Stored entries:
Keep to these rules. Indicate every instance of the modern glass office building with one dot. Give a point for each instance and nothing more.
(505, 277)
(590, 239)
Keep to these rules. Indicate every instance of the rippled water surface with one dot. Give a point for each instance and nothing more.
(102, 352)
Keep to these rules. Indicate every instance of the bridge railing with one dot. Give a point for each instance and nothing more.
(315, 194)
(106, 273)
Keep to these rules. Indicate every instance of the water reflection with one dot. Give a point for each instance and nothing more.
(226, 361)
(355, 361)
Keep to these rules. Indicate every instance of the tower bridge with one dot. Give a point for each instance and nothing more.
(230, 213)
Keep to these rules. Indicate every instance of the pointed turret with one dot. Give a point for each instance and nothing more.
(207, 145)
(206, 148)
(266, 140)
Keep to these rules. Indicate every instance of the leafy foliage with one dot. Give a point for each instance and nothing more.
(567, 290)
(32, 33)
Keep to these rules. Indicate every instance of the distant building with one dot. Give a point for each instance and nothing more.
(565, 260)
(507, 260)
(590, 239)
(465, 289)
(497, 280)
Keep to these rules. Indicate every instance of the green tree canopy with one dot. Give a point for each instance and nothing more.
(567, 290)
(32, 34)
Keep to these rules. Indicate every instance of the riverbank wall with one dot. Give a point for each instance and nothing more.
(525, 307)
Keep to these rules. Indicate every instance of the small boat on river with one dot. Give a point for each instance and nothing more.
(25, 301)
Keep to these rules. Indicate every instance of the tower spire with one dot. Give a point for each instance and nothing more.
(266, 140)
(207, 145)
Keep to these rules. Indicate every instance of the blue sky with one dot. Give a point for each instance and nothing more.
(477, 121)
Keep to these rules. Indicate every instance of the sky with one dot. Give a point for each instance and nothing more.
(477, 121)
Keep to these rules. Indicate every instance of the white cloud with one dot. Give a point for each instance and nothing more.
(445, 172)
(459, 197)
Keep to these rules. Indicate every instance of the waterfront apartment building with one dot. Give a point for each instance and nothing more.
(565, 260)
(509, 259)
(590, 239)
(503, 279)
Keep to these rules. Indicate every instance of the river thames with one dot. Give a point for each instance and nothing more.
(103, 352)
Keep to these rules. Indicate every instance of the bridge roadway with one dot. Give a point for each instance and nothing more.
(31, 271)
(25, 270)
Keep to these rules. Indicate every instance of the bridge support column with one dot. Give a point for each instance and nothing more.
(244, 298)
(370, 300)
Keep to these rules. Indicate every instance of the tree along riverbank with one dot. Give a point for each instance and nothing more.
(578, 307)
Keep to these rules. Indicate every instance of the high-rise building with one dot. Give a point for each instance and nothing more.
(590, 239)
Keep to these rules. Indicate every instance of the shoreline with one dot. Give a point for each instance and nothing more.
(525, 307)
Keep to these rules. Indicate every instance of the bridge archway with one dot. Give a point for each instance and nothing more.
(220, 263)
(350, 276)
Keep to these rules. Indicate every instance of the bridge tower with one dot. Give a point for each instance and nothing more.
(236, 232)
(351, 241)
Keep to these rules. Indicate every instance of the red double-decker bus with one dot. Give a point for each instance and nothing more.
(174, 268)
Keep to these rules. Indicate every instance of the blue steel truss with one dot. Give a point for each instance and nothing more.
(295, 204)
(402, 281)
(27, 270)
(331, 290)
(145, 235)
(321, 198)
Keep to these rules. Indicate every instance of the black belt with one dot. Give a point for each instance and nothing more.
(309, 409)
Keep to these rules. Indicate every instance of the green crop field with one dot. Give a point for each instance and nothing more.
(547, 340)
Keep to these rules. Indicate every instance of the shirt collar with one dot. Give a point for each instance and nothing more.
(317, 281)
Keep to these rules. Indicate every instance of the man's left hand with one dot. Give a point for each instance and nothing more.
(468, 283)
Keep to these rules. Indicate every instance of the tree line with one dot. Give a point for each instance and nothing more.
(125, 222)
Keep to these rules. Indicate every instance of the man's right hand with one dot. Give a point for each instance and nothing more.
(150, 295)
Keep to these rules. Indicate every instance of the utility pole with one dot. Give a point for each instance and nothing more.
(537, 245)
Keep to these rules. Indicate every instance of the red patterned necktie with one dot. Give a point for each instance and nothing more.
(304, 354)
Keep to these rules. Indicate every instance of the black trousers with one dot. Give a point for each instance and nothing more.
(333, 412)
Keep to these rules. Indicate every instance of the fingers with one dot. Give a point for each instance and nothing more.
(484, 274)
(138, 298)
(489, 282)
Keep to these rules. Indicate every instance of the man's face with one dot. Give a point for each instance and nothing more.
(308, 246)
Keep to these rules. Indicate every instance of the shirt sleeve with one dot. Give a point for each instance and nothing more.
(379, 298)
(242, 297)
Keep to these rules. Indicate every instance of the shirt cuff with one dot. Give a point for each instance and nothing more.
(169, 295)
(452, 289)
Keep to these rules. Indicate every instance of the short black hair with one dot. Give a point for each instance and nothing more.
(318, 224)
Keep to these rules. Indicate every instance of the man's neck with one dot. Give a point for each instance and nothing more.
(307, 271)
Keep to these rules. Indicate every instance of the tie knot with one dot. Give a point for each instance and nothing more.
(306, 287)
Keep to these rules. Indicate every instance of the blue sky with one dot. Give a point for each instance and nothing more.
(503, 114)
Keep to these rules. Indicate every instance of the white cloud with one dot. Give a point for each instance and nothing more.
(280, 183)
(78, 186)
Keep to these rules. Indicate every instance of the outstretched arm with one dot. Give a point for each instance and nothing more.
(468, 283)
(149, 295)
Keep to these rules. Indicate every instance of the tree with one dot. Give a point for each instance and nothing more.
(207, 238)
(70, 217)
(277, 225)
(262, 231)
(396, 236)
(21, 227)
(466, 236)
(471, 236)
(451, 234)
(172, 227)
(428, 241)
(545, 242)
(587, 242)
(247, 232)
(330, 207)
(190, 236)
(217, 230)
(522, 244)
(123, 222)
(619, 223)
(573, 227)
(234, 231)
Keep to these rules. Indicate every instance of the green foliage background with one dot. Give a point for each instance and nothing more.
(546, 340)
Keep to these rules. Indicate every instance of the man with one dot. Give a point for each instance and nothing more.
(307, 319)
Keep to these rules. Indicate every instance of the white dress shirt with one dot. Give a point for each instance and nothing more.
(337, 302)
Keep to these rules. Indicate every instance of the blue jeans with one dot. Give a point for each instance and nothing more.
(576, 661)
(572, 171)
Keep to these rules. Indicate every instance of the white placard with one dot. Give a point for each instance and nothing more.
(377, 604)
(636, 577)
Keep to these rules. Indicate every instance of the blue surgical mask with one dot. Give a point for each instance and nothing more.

Task objective:
Quote the whole listing above, leaving nothing out.

Solution for this exercise:
Keep to these rules. Indicate every instance of the modern glass office building with one dot. Give a point for each instance and nothing more.
(505, 277)
(590, 239)
Keep to these rules. Indicate every instance of the rippled water surface with one dot. Give a point for each instance and nothing more.
(102, 352)
Keep to these rules. Indicate every instance of the bridge railing with one dot. Give a point for each instance and nothing more.
(315, 194)
(106, 273)
Keep to these rules. Indicate every instance of the water reflection with one dot. Give a point for each instance and nothing more.
(226, 361)
(355, 361)
Keep to these rules. Indicate every instance of the tower bridge with one dot. Give a point for each instance and nothing more.
(230, 213)
Keep to these rules. Indicate every instance of the pointed turret with one dot. Give a point for each instance and nothing more.
(207, 145)
(206, 148)
(266, 140)
Keep to these rules. Indicate every instance of the leafy foliage with one dot. Give a point for each instance and nothing more.
(567, 290)
(32, 33)
Keep to these rules. Indicate every instance of the distant building with one dot. Give a point for each instance and nothing more.
(565, 260)
(507, 260)
(590, 239)
(465, 289)
(497, 280)
Keep to these rules. Indicate every instance of the green tree canopy with one dot. Give a point for each instance and nothing more.
(567, 290)
(32, 34)
Keep to these rules. Indicate every instance of the riverbank wall with one dot. Give a point for each instance and nothing more.
(525, 307)
Keep to these rules. Indicate every instance of the small boat on river with one dot. Give a point for each instance and nothing more.
(25, 301)
Keep to these rules. Indicate every instance of the tower spire with one dot. Give a point for each instance and nothing more.
(266, 140)
(207, 145)
Keep to these rules. Indicate every instance of the blue sky with one dot. Give a point for each instance and nothing more.
(477, 121)
Keep to these rules. Indicate every instance of the sky with one dot. Give a point for each instance and nothing more.
(477, 121)
Keep to these rules. Indicate every instance of the white cloud with one dot. Give a point for each instance and nothing more.
(445, 172)
(459, 197)
Keep to these rules. Indicate every instance of the waterfront apartment building with one dot. Give a point for each instance and nothing more.
(565, 260)
(509, 259)
(590, 239)
(503, 279)
Keep to these rules. Indicate every instance of the river thames with one dot. Give a point for each instance and nothing more.
(103, 352)
Keep to these rules. Indicate every instance of the bridge roadway with one dot. Give a point for each instance and nothing more.
(31, 271)
(25, 270)
Keep to these rules. Indicate every instance of the bridge support column with one dot. Give a point for each instance and nothing more.
(244, 298)
(370, 300)
Keep to these rules. Indicate every instance of the tree along riverbank with one dot. Give a point for each instance and nothing more.
(578, 307)
Keep to these rules. Indicate every instance of the high-rise building with one dot. Give a point for each instance and nothing more.
(590, 239)
Keep to these rules. Indicate every instance of the shoreline with one dot. Give a point for each instance and nothing more.
(525, 307)
Keep to these rules. Indicate every instance of the bridge archway with one dot. Give a point for each instance and nothing more.
(220, 263)
(350, 276)
Keep to these rules. Indicate every instance of the bridge tower with one dot. Give a point for each instance and nothing more.
(236, 232)
(351, 241)
Keep to these rules. Indicate every instance of the red double-decker bus with one dot. Give a point for each instance and nothing more.
(174, 268)
Keep to these rules. Indicate every instance of the blue steel truss with one dot. Give a point for each instance and nothing more.
(295, 204)
(402, 281)
(27, 270)
(331, 290)
(145, 235)
(321, 198)
Keep to these rules. Indicate every instance of the black belt with one dot. Give a point for each instance and nothing more.
(309, 409)
Keep to these rules. Indicate every instance of the green crop field with one dot. Give a point for each instance and nothing more.
(547, 340)
Keep to these rules. Indicate every instance of the shirt collar with one dot. Give a point for each instance and nothing more.
(317, 281)
Keep to these rules. Indicate every instance of the man's left hand with one dot. Give a point for each instance and nothing more.
(468, 283)
Keep to these rules. Indicate every instance of the tree line with one dot. Give a point for each instance and nothing more.
(125, 222)
Keep to these rules. Indicate every instance of the man's right hand with one dot. Give a point for each instance and nothing more.
(150, 295)
Keep to these rules. Indicate every instance of the utility pole with one dot. Give a point for each instance and nothing more.
(537, 245)
Keep to these rules. Indicate every instance of the red patterned necktie with one dot. Give a point for each instance and nothing more.
(304, 354)
Keep to these rules. Indicate every instance of the black trousers with one dot. Give a point for each instance and nothing more.
(333, 412)
Keep to these rules. Indicate every instance of the fingers with one dot. Give a point for each instance and nothing more.
(484, 274)
(138, 298)
(489, 282)
Keep to these rules. Indicate every instance of the man's face with one dot. Give a point for each instance and nothing more.
(308, 246)
Keep to these rules. Indicate every instance of the shirt sleeve with one dot. Give a point for each instance and nothing more.
(379, 298)
(242, 297)
Keep to these rules. Indicate every instance of the shirt cuff with one dot. Give a point for each instance and nothing more.
(169, 295)
(452, 289)
Keep to these rules. Indicate every instance of the short black hair with one dot. Give a point for each instance and nothing more.
(318, 224)
Keep to these rules. Indicate every instance of the man's neck with one dot. Give a point for each instance and nothing more.
(307, 271)
Keep to these rules. Indicate every instance of the tie knot with one dot. Give a point for each instance and nothing more.
(306, 287)
Keep to these rules. Indicate every instance of the blue sky with one dot. Give a point for each instance and nothing more.
(503, 114)
Keep to these rules. Indicate every instance of the white cloud with one dot. Give a point for each instance and nothing more.
(280, 183)
(78, 186)
Keep to these rules. Indicate every instance of the outstretched arm with one dot. Give a point for each instance and nothing more.
(468, 283)
(149, 295)
Keep to these rules. Indicate every instance of the tree with one dot. Give a point for each instance and nothing more.
(207, 238)
(70, 217)
(277, 225)
(262, 231)
(396, 236)
(21, 227)
(466, 236)
(471, 236)
(451, 234)
(172, 227)
(428, 241)
(545, 242)
(587, 242)
(247, 232)
(330, 207)
(190, 236)
(217, 230)
(522, 244)
(123, 222)
(619, 223)
(573, 227)
(234, 231)
Keep to these rules. Indicate every instance of the green foliage background with one dot. Give a point for each instance and nothing more.
(546, 340)
Keep to these rules. Indicate every instance of the man with one dot. Give a point for each instance and nothing more.
(307, 319)
Keep to these rules. Indicate every instance of the white dress shirt with one dot. Give a point for each instance and nothing more.
(337, 302)
Keep to these rules. Indicate every instance of the blue jeans with one dot. Give a point for each instance and nothing more.
(576, 661)
(572, 171)
Keep to these rules. Indicate every instance of the white placard with one dot. Give a point for each instance and nothing more.
(377, 604)
(636, 577)
Keep to these rules. Indicate every instance of the blue surgical mask with one dot. Give a point for each instance and nothing more.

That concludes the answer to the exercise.